## Exercise objective
Pull every line that holds the word "tree" from the entries.

## Data for this exercise

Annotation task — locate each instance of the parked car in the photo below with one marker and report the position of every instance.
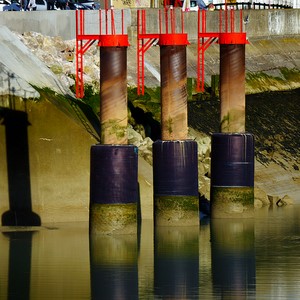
(41, 4)
(15, 6)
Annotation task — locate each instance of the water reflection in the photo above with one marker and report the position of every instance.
(233, 258)
(224, 259)
(176, 262)
(114, 266)
(18, 171)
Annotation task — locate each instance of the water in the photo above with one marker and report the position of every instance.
(221, 259)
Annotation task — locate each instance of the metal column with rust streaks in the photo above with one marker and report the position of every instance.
(232, 87)
(113, 94)
(173, 92)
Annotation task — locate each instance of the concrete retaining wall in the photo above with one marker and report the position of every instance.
(262, 23)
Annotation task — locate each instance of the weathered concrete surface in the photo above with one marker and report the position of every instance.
(260, 23)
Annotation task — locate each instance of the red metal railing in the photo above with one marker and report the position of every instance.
(106, 35)
(227, 28)
(168, 26)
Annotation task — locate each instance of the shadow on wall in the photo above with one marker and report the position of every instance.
(18, 172)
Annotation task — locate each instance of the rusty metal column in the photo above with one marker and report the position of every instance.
(114, 172)
(173, 92)
(175, 159)
(113, 95)
(232, 87)
(232, 154)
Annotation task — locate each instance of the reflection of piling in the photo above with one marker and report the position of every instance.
(175, 161)
(233, 258)
(113, 95)
(232, 179)
(18, 170)
(114, 186)
(173, 90)
(232, 87)
(114, 267)
(20, 245)
(176, 262)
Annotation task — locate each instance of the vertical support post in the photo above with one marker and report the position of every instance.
(173, 92)
(113, 95)
(232, 164)
(175, 159)
(114, 180)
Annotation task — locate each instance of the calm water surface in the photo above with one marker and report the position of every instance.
(221, 259)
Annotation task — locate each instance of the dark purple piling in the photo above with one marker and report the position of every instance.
(175, 159)
(232, 158)
(114, 190)
(175, 180)
(232, 175)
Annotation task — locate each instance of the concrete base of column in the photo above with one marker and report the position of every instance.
(232, 202)
(113, 218)
(176, 210)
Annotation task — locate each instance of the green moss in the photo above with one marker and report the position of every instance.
(240, 195)
(184, 203)
(113, 218)
(56, 69)
(292, 75)
(114, 128)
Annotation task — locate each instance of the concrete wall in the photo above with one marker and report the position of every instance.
(262, 23)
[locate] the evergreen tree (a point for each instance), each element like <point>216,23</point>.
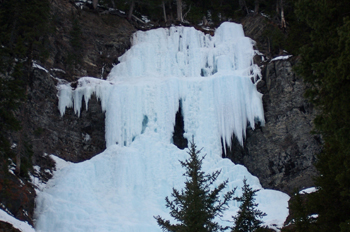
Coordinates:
<point>196,206</point>
<point>248,216</point>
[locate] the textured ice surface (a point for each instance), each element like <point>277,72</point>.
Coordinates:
<point>122,188</point>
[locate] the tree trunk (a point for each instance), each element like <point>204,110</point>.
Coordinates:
<point>163,5</point>
<point>131,9</point>
<point>283,20</point>
<point>256,9</point>
<point>243,6</point>
<point>94,4</point>
<point>179,10</point>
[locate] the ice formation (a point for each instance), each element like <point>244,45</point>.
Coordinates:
<point>121,189</point>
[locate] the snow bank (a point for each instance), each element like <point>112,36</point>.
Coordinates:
<point>121,189</point>
<point>22,226</point>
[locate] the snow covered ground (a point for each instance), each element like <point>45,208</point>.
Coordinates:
<point>123,188</point>
<point>22,226</point>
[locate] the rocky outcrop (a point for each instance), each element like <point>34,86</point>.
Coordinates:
<point>44,131</point>
<point>282,152</point>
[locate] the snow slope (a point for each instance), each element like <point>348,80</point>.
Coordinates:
<point>121,189</point>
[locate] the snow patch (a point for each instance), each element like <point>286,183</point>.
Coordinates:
<point>21,225</point>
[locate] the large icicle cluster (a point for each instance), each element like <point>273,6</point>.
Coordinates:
<point>215,74</point>
<point>121,189</point>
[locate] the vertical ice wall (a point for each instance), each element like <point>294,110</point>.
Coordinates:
<point>214,77</point>
<point>121,189</point>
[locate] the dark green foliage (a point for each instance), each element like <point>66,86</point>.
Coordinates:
<point>325,67</point>
<point>300,211</point>
<point>196,206</point>
<point>248,216</point>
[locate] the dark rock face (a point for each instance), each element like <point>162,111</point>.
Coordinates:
<point>103,39</point>
<point>7,227</point>
<point>282,152</point>
<point>69,137</point>
<point>178,134</point>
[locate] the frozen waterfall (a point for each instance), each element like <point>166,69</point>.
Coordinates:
<point>212,77</point>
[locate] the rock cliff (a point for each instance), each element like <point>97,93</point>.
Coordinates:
<point>281,153</point>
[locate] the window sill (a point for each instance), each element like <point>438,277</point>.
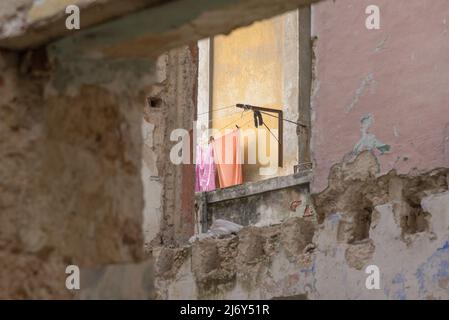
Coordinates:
<point>254,188</point>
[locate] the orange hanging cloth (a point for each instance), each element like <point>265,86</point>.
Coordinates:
<point>227,159</point>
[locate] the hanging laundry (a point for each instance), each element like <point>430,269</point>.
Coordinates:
<point>205,168</point>
<point>258,119</point>
<point>227,159</point>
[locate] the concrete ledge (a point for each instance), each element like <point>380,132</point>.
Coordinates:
<point>253,188</point>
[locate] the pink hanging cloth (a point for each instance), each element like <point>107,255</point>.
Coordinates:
<point>227,157</point>
<point>205,169</point>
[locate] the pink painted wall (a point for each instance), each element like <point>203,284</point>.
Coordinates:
<point>399,75</point>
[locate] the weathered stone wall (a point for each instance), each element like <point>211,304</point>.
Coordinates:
<point>380,90</point>
<point>397,223</point>
<point>169,188</point>
<point>71,122</point>
<point>69,166</point>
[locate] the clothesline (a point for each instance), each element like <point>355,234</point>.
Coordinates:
<point>263,112</point>
<point>221,118</point>
<point>214,110</point>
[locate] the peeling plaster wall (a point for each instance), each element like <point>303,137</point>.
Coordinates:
<point>380,90</point>
<point>325,258</point>
<point>169,188</point>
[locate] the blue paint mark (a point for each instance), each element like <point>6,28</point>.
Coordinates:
<point>398,282</point>
<point>436,268</point>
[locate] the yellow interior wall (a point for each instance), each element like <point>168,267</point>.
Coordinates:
<point>248,68</point>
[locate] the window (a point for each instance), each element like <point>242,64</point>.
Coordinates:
<point>259,66</point>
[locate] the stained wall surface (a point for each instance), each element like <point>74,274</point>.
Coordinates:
<point>383,90</point>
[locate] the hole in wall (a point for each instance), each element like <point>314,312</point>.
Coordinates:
<point>154,102</point>
<point>416,220</point>
<point>361,225</point>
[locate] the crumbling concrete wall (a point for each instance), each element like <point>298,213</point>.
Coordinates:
<point>69,167</point>
<point>71,118</point>
<point>380,90</point>
<point>395,222</point>
<point>169,188</point>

## Written response
[locate] the evergreen tree (a point for each instance), each element like <point>216,23</point>.
[locate] the tree trunk (a point for each instance), each element like <point>204,110</point>.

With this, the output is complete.